Annotated coordinate rows:
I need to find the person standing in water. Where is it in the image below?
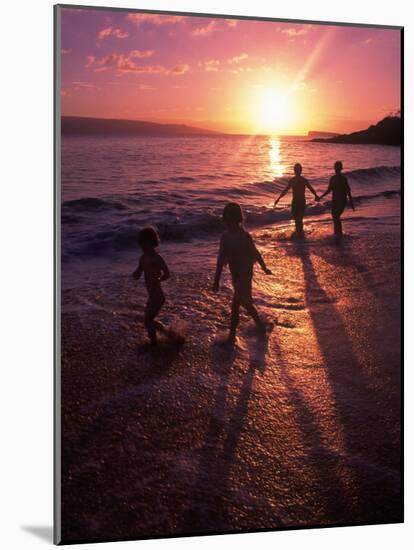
[132,227,170,344]
[274,163,319,237]
[213,202,272,343]
[320,160,355,242]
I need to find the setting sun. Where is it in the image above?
[253,88,293,134]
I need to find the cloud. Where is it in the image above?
[72,80,98,89]
[171,63,190,74]
[127,13,184,27]
[138,84,158,90]
[191,21,219,36]
[85,50,190,75]
[129,50,155,59]
[98,27,129,40]
[198,59,220,72]
[278,25,311,38]
[227,53,249,65]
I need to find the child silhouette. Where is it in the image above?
[213,202,272,342]
[320,160,355,243]
[132,227,170,344]
[274,162,319,238]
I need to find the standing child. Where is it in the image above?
[213,202,272,342]
[320,160,355,243]
[132,227,170,344]
[274,162,319,238]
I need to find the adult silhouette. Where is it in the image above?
[320,160,355,242]
[274,163,319,237]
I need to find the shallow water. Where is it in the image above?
[62,138,401,541]
[62,136,400,273]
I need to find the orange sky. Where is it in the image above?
[61,8,400,135]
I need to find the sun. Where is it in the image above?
[253,88,293,134]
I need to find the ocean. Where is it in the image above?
[61,136,400,271]
[61,136,402,541]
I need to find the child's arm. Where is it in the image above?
[132,260,144,279]
[305,180,319,201]
[160,256,171,281]
[273,182,292,208]
[346,181,355,212]
[213,253,224,292]
[252,239,272,275]
[319,180,332,200]
[213,238,226,292]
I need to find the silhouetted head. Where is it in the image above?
[293,162,302,176]
[138,227,160,251]
[223,202,243,227]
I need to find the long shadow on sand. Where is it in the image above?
[296,243,402,523]
[181,337,274,533]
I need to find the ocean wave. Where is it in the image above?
[63,189,400,256]
[62,197,128,213]
[344,166,401,183]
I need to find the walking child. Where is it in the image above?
[320,160,355,242]
[213,202,272,342]
[132,227,170,344]
[274,163,319,238]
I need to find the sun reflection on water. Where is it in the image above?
[269,136,286,178]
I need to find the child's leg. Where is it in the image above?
[229,298,240,340]
[243,300,265,331]
[144,296,165,343]
[295,214,303,236]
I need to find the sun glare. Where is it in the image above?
[253,88,293,134]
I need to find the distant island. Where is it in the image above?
[312,116,401,145]
[308,131,340,138]
[61,116,219,136]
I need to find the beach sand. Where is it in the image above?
[62,220,402,542]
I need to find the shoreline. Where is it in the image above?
[62,220,402,542]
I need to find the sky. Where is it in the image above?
[61,8,401,135]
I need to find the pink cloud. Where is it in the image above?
[199,59,220,72]
[171,63,190,74]
[127,13,184,26]
[85,50,190,75]
[98,27,129,40]
[72,81,98,89]
[278,25,311,38]
[227,53,249,65]
[129,50,155,59]
[191,21,219,36]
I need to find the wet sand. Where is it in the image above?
[62,222,402,542]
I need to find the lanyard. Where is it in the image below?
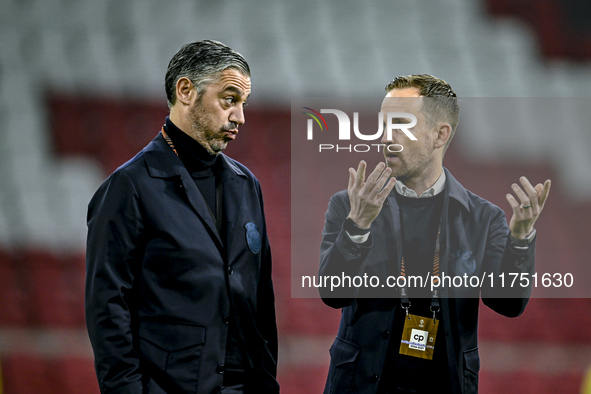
[400,224,441,321]
[160,127,223,237]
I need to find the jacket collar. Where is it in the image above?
[144,133,247,178]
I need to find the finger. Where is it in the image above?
[519,176,538,211]
[378,177,396,202]
[347,168,357,190]
[539,179,552,207]
[365,162,391,196]
[355,160,366,189]
[511,183,531,206]
[505,194,520,213]
[365,162,386,190]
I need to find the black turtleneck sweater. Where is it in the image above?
[164,117,244,370]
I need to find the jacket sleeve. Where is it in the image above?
[256,181,279,393]
[482,209,535,317]
[85,171,144,394]
[318,190,373,308]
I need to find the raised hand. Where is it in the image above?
[506,176,551,239]
[347,160,396,228]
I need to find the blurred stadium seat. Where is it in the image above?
[0,0,591,394]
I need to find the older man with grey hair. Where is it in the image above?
[86,40,279,394]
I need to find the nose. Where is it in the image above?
[228,105,246,126]
[380,127,394,144]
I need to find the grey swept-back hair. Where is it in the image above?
[164,40,250,107]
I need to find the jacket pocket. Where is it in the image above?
[463,347,480,394]
[328,337,359,394]
[138,321,205,393]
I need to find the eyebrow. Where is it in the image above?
[222,86,250,101]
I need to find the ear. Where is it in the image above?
[434,122,451,148]
[176,77,197,105]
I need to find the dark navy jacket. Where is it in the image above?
[319,169,534,394]
[86,134,279,394]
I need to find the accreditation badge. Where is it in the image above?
[400,314,439,360]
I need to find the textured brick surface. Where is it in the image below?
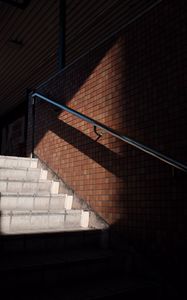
[28,1,187,260]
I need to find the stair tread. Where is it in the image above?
[0,178,59,183]
[1,209,82,216]
[0,249,114,270]
[0,226,95,237]
[0,192,66,198]
[0,155,38,161]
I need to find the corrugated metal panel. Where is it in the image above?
[66,0,158,64]
[0,0,59,115]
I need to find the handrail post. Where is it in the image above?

Task prompt: Rescale the rows, starting at the line that has "I need to find the blurred" and stopping after the last row, by writing each line again with its request and multiplying every box coordinate in the answers by 0.8, rounded to whole numbers with halves going up. Leave the pictures out.

Complete response:
I need to find the blurred stadium seat. Where is it in the image above?
[0,0,473,315]
I need to find the older man with grey hair. Where is it in the image above?
[69,32,223,315]
I need to find the nose. Where is it in the image above?
[182,84,197,101]
[304,102,315,115]
I need to find the grey swept-back hair. Where is it in the image above?
[131,32,200,86]
I need to find the jacket pocket. Where is it in the image above?
[370,278,384,315]
[262,270,287,315]
[110,257,164,314]
I need to find the eyebrow. Where is it in the image above?
[178,69,200,81]
I need to find the ear. Where is it in the image above?
[347,98,361,118]
[141,62,158,84]
I need to find the dark navy jacket. Where is it in the image above?
[255,135,427,315]
[69,107,223,315]
I need to find the accreditation badge. Where is it in the image above?
[320,251,351,288]
I need to find the textured brick surface. Where is it in the image below?
[22,1,150,208]
I need to find the stair tread. Where is it in the image above?
[0,142,47,146]
[1,167,66,173]
[0,199,91,216]
[0,181,76,190]
[0,154,53,158]
[0,124,30,129]
I need to find the corrugated metal panel. Where is it in the image above?
[53,0,126,51]
[0,0,47,92]
I need to find the handrail post. Where is it in the image above?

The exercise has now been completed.